** Start of TASK INPUT **

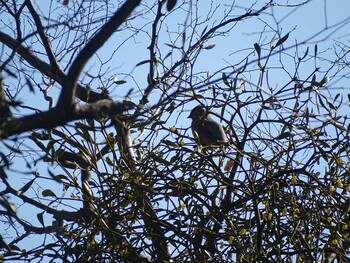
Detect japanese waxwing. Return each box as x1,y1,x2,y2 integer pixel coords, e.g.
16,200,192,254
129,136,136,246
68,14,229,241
188,105,226,147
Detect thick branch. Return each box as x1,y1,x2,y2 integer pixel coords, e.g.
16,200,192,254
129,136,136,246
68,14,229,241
57,0,141,110
0,32,109,102
0,100,127,139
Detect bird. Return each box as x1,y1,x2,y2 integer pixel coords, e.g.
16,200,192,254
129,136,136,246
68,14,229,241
188,105,227,147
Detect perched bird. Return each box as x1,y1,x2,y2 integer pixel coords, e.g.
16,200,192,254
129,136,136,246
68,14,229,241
188,105,226,147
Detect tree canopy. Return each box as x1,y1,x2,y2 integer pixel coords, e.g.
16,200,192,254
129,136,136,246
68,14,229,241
0,0,350,263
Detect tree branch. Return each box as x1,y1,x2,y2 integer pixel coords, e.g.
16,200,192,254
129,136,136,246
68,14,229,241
0,31,109,102
0,99,130,139
57,0,141,111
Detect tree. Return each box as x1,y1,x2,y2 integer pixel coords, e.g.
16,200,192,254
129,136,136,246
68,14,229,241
0,0,350,262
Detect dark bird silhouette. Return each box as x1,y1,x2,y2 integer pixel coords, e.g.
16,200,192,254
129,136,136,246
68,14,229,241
188,105,226,147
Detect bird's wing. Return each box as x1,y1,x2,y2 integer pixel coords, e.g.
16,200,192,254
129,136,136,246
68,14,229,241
198,119,226,142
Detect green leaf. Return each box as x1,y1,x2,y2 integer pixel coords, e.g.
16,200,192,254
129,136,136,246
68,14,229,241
41,189,57,197
166,0,177,12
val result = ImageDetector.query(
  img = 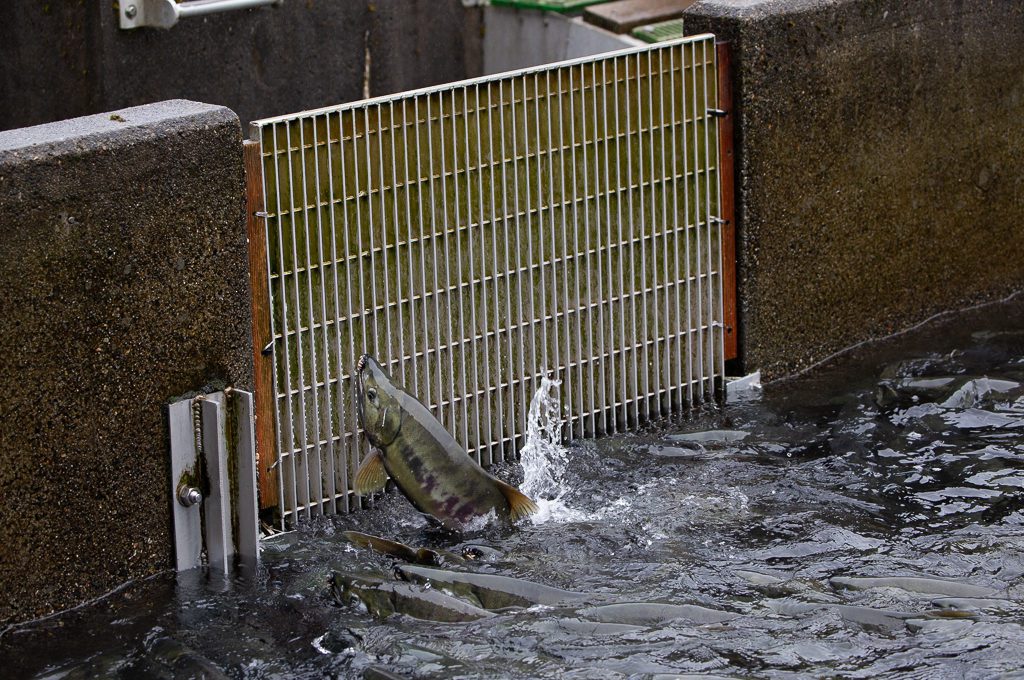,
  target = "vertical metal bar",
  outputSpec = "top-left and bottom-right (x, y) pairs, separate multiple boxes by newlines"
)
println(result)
(657, 48), (681, 412)
(391, 97), (417, 403)
(498, 80), (525, 456)
(352, 107), (377, 506)
(326, 114), (354, 512)
(712, 43), (735, 399)
(673, 45), (695, 408)
(464, 85), (501, 465)
(198, 392), (234, 571)
(627, 52), (656, 423)
(287, 121), (319, 519)
(688, 44), (706, 400)
(426, 96), (444, 424)
(279, 122), (305, 520)
(231, 389), (259, 566)
(462, 83), (480, 456)
(638, 50), (667, 415)
(700, 41), (716, 400)
(445, 89), (470, 450)
(260, 124), (294, 530)
(525, 73), (557, 388)
(437, 97), (459, 434)
(584, 61), (614, 433)
(477, 81), (512, 462)
(519, 76), (546, 440)
(306, 116), (338, 514)
(299, 120), (324, 516)
(410, 97), (437, 413)
(548, 69), (582, 438)
(378, 101), (405, 387)
(601, 57), (626, 432)
(558, 67), (595, 437)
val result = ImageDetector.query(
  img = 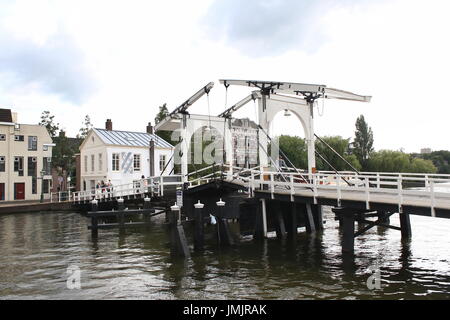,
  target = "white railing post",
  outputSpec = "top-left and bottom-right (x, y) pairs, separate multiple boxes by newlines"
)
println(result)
(336, 175), (341, 207)
(430, 180), (436, 218)
(365, 177), (370, 210)
(397, 174), (403, 211)
(270, 173), (275, 199)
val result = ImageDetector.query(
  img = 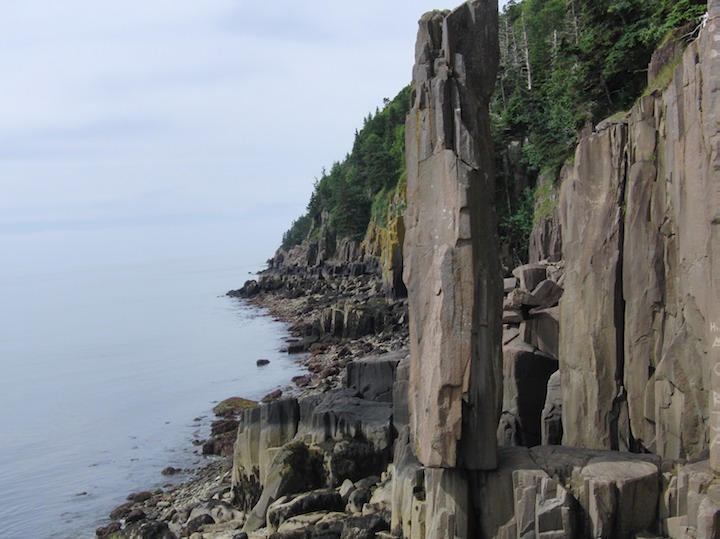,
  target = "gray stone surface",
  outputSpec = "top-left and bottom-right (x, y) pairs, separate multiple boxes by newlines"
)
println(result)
(559, 8), (720, 456)
(404, 0), (503, 469)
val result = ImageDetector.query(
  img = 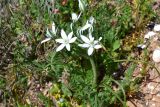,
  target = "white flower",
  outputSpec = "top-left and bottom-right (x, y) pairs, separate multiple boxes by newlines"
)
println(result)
(78, 34), (102, 56)
(41, 22), (57, 44)
(153, 24), (160, 32)
(144, 31), (156, 39)
(56, 29), (77, 52)
(152, 48), (160, 63)
(78, 0), (86, 11)
(79, 16), (95, 35)
(72, 13), (81, 22)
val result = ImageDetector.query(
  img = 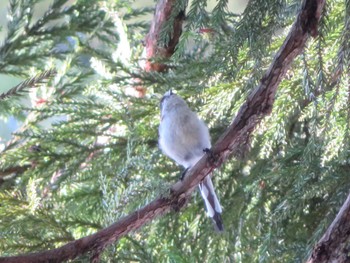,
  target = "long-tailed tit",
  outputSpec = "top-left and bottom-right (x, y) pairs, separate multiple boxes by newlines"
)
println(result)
(159, 91), (223, 231)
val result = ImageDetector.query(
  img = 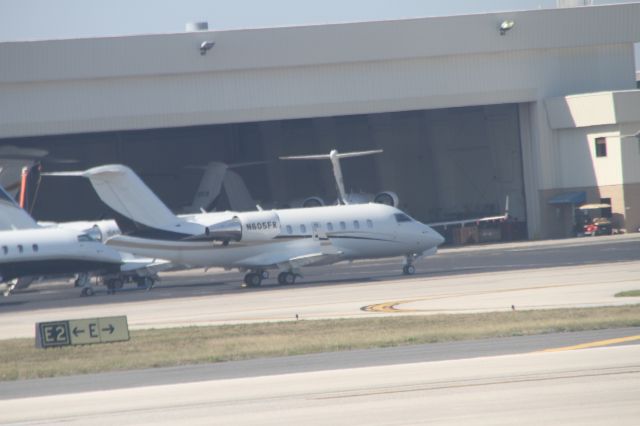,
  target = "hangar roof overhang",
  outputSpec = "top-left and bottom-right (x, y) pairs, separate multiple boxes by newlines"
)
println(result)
(545, 90), (640, 130)
(0, 3), (640, 83)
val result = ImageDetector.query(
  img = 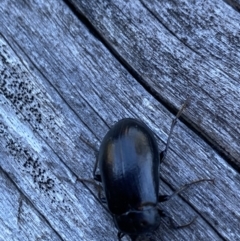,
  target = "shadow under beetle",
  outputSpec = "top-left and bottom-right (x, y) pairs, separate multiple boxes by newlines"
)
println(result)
(93, 101), (213, 240)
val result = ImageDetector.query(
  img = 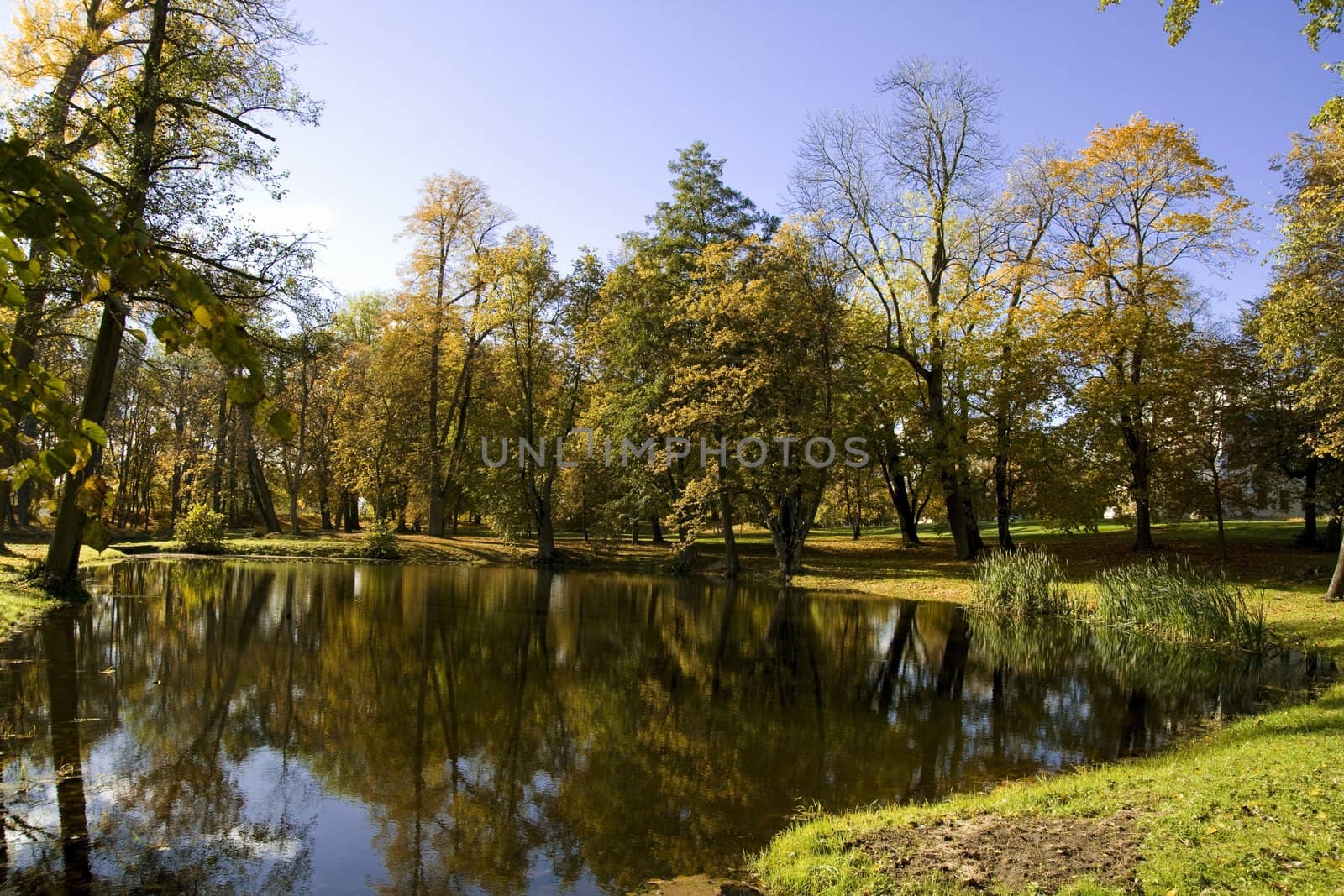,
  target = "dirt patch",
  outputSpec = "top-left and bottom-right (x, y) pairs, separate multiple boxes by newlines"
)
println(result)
(632, 874), (762, 896)
(848, 811), (1140, 893)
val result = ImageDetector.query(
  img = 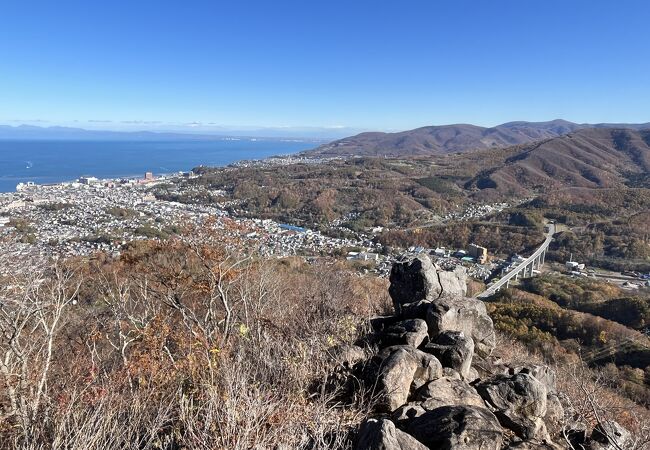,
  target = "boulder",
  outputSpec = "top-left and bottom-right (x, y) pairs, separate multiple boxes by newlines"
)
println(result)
(509, 364), (556, 392)
(508, 441), (565, 450)
(423, 331), (474, 379)
(355, 419), (427, 450)
(391, 402), (427, 429)
(405, 406), (503, 450)
(441, 370), (463, 380)
(379, 319), (428, 348)
(476, 373), (548, 440)
(544, 392), (564, 436)
(438, 266), (467, 297)
(426, 297), (496, 356)
(465, 367), (481, 383)
(416, 377), (485, 410)
(366, 345), (442, 412)
(378, 345), (442, 390)
(589, 420), (634, 450)
(377, 349), (418, 412)
(398, 300), (433, 319)
(330, 345), (367, 367)
(388, 255), (442, 312)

** End of TASK INPUT **

§ **WHAT THIS TASK INVOLVES**: Could you arrange the entries above, from their start through the line containing "0,100,127,139", as a Markdown table with the columns No. and Text, giving each line a row number? Leave out blank lines and pictures.

§ **WORKED ANSWER**:
| No. | Text |
|---|---|
| 1 | Detect japanese waxwing. Return each box as x1,y1,x2,y2 integer pixel coords, e.g. |
| 2 | 16,200,192,254 |
| 3 | 129,136,136,246 |
| 4 | 68,14,229,241 |
| 5 | 188,105,226,147 |
| 6 | Detect thick branch. Return each box as x1,y1,x2,y2 integer pixel coords, e.g. |
| 7 | 16,200,192,254 |
| 8 | 129,136,136,246 |
| 9 | 68,14,229,241 |
| 10 | 57,0,141,110 |
| 11 | 0,32,109,102 |
| 12 | 0,100,127,139 |